▸ Task statement
Rewrite the items below as a two-column CSV, with one row per item and column names "prompt" and "response". Put each item's text and its answer in separate quoted fields, and replace any line breaks with spaces.

---- Supplied data

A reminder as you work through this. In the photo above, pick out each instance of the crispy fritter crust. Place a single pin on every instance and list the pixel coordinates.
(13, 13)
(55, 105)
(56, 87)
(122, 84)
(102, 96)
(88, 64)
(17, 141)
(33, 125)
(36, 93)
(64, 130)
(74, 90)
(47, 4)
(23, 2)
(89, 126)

--------

▸ Task result
prompt,response
"A reminder as you work through this. In the photo above, pick out each instance of the crispy fritter crust. Place a single pin on every instance and list the pixel coordinates.","(13, 13) (55, 105) (56, 87) (122, 84) (102, 96) (88, 64) (17, 141) (33, 125) (36, 93) (64, 130) (74, 90) (47, 4) (23, 2) (89, 126)"